> **Extracted entries**
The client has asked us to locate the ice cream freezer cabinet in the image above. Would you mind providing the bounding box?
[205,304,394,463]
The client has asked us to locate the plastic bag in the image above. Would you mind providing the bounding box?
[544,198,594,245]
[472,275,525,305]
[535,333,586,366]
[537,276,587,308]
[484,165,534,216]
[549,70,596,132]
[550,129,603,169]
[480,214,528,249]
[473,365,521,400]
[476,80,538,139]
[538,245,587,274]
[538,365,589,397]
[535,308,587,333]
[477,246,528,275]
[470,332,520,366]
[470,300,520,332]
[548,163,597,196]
==
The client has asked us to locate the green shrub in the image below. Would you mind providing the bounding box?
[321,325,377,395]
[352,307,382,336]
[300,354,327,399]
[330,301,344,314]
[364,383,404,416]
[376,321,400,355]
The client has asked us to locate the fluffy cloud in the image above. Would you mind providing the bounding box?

> **Exercise**
Take the listing above and repeat exactly the lines from the one containing "The client has asked us to locate the green" through the one containing "The client has asked us to locate the fluffy", both included.

> **Answer below**
The client has asked us to locate the green shrub in the image below. Would you mind providing the bounding box?
[321,325,377,395]
[352,307,382,336]
[300,354,327,399]
[330,301,344,314]
[364,383,404,416]
[376,321,400,355]
The client has asked us to locate the fluffy cloud in the image above. Would you mind providing the bounding box?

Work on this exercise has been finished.